▶ _Exercise objective_
Please return every line in the rows below that contains the string "bbox".

▶ _Supplied data_
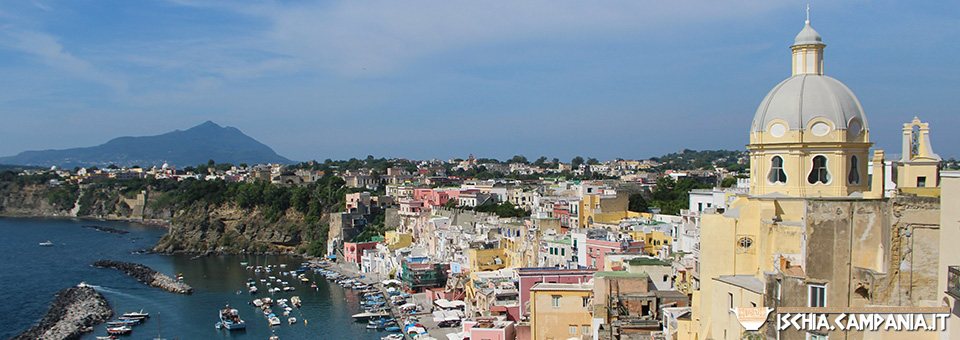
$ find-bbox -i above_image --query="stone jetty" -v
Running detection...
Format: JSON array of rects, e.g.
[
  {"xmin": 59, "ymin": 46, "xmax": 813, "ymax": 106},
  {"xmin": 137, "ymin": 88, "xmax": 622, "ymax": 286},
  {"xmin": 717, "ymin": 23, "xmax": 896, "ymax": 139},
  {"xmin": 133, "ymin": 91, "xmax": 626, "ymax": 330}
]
[
  {"xmin": 11, "ymin": 284, "xmax": 113, "ymax": 340},
  {"xmin": 93, "ymin": 260, "xmax": 193, "ymax": 294}
]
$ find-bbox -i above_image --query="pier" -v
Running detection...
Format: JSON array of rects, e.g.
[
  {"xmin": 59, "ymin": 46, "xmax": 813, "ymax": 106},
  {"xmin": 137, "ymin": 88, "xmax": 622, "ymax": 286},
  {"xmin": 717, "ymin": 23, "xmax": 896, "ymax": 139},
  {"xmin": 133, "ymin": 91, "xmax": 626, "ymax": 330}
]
[
  {"xmin": 11, "ymin": 284, "xmax": 113, "ymax": 340},
  {"xmin": 93, "ymin": 260, "xmax": 193, "ymax": 294}
]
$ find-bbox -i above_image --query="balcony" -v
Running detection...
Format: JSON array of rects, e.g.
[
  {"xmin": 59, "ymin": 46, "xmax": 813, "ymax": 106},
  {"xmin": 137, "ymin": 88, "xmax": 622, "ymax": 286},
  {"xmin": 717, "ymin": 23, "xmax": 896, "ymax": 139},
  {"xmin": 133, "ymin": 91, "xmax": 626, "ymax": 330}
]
[{"xmin": 947, "ymin": 266, "xmax": 960, "ymax": 300}]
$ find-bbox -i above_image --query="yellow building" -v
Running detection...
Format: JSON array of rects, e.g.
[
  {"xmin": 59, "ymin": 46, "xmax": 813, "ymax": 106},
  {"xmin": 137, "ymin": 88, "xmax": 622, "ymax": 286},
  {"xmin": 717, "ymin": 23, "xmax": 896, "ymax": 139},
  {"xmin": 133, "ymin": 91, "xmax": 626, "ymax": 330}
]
[
  {"xmin": 383, "ymin": 230, "xmax": 413, "ymax": 250},
  {"xmin": 530, "ymin": 282, "xmax": 593, "ymax": 340},
  {"xmin": 691, "ymin": 16, "xmax": 940, "ymax": 340},
  {"xmin": 629, "ymin": 230, "xmax": 673, "ymax": 256},
  {"xmin": 469, "ymin": 243, "xmax": 508, "ymax": 272},
  {"xmin": 578, "ymin": 194, "xmax": 640, "ymax": 228}
]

▶ _Answer for this exercise_
$ find-bbox -i above_image --query="stone jetty" -v
$ find-bbox -i above_image --query="pier" -v
$ find-bbox -i above_image --query="balcony" -v
$ find-bbox -i above_image --query="yellow building" -v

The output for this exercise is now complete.